Mortgage Discrimination in Watauga County

Plat Book 1

Plat Book of the Grand Boulevard Neighborhood which researchers found several properties containing racially restrictive deeds. 

Research Findings for Mortgage Discrimination in Watauga County

 

Like many other places, Watauga County has a history of segregation and racism. There have been a few Op-Ed pieces that have come out in recent years discussing racism and segregation in Watauga County, but for the most part, the segregation and discrimination have not been documented to the general public. In the last couple of years, research projects have revealed deeds and neighborhood plans that have clauses preventing the sale of property to a person of color.

──────────────────────────────

» **Short task 1**
Name every kind of written document that the excerpt on mortgage discrimination in Watauga County mentions.
The excerpt and the records have no connection to each other.

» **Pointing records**
──────────────────────────────

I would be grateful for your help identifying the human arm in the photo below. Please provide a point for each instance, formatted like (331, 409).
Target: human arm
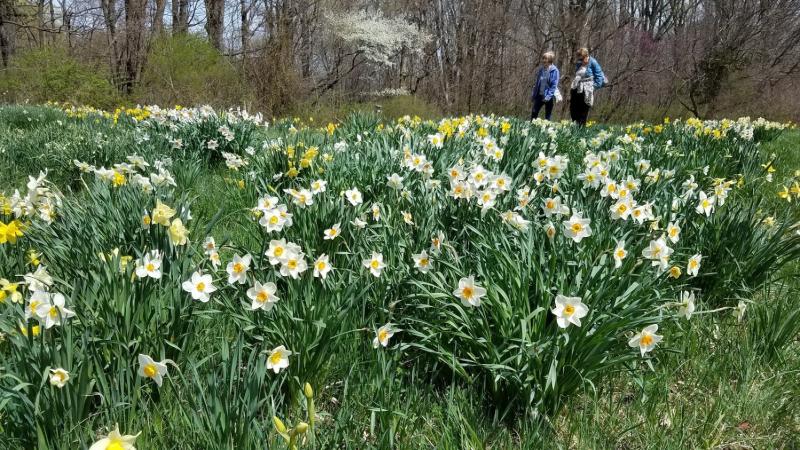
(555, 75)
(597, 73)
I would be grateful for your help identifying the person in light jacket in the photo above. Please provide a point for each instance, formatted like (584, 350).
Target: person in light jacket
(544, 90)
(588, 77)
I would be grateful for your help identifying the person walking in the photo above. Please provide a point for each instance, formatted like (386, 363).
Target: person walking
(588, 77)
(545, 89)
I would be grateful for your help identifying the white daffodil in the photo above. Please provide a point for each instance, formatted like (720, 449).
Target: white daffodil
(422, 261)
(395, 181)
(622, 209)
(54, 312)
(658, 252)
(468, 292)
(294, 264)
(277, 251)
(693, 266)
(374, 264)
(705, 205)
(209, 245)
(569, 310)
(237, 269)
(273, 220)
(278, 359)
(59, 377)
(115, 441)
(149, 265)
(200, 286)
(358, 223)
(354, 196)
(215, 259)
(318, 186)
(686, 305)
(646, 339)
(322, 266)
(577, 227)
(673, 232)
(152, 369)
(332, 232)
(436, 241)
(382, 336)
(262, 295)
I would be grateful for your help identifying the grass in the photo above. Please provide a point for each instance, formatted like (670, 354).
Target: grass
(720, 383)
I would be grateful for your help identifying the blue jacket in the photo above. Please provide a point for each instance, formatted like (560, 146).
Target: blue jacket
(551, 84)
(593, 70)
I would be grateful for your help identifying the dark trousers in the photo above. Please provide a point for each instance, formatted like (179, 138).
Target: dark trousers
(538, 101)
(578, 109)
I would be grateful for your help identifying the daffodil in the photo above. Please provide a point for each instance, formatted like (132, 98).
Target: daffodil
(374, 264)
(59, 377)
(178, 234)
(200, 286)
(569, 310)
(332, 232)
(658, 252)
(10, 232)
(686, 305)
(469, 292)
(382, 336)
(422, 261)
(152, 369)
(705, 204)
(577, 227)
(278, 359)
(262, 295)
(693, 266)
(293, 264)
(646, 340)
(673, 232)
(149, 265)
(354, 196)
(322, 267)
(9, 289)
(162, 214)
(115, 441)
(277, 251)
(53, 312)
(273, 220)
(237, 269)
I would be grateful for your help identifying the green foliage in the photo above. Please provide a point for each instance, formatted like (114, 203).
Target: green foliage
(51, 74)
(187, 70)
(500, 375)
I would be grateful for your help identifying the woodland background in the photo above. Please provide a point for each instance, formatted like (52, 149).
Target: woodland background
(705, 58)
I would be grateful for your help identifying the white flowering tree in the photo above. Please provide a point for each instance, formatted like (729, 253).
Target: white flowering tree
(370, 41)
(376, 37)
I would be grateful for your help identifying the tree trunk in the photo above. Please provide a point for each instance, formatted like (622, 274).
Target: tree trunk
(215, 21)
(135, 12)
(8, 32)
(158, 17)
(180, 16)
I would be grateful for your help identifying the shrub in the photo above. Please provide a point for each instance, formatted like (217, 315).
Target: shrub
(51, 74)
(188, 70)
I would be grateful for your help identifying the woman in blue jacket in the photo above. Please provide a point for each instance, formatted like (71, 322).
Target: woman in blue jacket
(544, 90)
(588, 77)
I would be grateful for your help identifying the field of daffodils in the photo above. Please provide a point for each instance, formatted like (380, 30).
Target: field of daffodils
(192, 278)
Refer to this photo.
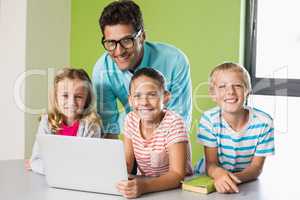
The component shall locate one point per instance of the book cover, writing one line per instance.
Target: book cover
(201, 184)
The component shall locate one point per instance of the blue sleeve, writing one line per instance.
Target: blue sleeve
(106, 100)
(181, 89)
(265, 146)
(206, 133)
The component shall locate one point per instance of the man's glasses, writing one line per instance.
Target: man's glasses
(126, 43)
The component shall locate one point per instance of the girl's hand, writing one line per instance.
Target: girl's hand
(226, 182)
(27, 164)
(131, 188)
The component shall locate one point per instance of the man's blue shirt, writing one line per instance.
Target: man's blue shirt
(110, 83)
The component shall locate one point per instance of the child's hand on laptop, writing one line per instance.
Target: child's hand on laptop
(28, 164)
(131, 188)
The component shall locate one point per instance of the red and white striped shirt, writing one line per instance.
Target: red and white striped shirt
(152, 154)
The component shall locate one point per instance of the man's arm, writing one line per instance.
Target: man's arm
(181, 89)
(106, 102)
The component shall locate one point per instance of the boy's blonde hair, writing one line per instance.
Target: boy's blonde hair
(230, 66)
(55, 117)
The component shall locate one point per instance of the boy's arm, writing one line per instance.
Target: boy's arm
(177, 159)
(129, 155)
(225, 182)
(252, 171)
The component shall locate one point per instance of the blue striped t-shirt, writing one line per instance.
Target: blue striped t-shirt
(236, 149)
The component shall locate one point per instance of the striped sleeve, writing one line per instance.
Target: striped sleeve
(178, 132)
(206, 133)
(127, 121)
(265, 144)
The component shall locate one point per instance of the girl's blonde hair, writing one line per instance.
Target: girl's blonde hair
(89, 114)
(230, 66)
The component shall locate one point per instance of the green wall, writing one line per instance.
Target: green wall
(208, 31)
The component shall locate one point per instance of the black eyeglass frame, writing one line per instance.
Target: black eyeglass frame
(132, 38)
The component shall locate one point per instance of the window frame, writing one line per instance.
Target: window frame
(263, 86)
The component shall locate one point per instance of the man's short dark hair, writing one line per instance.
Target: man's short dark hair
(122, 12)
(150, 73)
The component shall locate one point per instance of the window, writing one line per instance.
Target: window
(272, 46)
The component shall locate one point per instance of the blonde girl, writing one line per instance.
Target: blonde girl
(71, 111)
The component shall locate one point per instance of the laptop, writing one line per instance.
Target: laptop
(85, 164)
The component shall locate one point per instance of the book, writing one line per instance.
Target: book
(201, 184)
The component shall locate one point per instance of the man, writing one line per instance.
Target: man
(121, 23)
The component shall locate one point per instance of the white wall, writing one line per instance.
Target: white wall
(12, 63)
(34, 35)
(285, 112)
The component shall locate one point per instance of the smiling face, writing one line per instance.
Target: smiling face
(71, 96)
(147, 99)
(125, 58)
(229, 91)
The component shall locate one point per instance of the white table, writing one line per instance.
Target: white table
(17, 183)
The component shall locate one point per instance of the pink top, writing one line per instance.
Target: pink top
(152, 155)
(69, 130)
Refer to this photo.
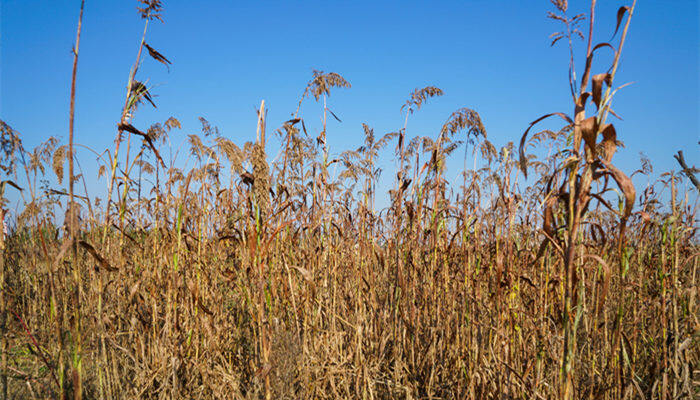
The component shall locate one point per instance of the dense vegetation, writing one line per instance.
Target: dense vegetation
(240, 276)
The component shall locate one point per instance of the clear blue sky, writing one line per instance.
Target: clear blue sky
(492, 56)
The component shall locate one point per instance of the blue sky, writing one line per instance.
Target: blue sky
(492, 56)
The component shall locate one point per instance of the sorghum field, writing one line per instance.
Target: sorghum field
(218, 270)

──────────────────────────────

» **Short task 2**
Express the pointing records as a two-column CSV with the columns "prompt" and "points", one row per request. Begin at the line that contains "white wall, writing one line per instance." and stop after the end of the records. Put each field in quotation marks, turn line breaks into spaces, and leave the pictures out.

» **Solution 1**
- Plat book
- Deeds (racially restrictive deeds)
- Op-Ed pieces
- Neighborhood plans

» **Solution 2**
prompt,points
"The component shall locate one point per instance of the white wall, writing one line per instance. Target: white wall","(12, 63) (34, 35) (285, 112)"
"The component shall locate one point per instance of the smiling face, writing one line per instance. Target: smiling face","(71, 96) (147, 99) (125, 58) (229, 91)"
"The component shall locate one point per instance of the white table, writing one line per instance. Target: white table","(17, 183)"
"The component shall locate one point per instance of the pink top, writing one line per instance. Target: pink top","(152, 155) (69, 130)"
"Refer to this photo. The component shall locate one point per instance of the dense vegetation, writing one line per instance. Target: dense vegetation","(240, 276)"
"The component shall locate one point per instance of the clear blue sky, writing one line per instance. Target: clear blue sky","(492, 56)"
"The component shall locate one point per instance of the blue sky, writing one line per instance. Target: blue sky","(492, 56)"
"The component shall locate one point per instance of the sorghum field, writing one line per instance. Target: sorghum field","(218, 270)"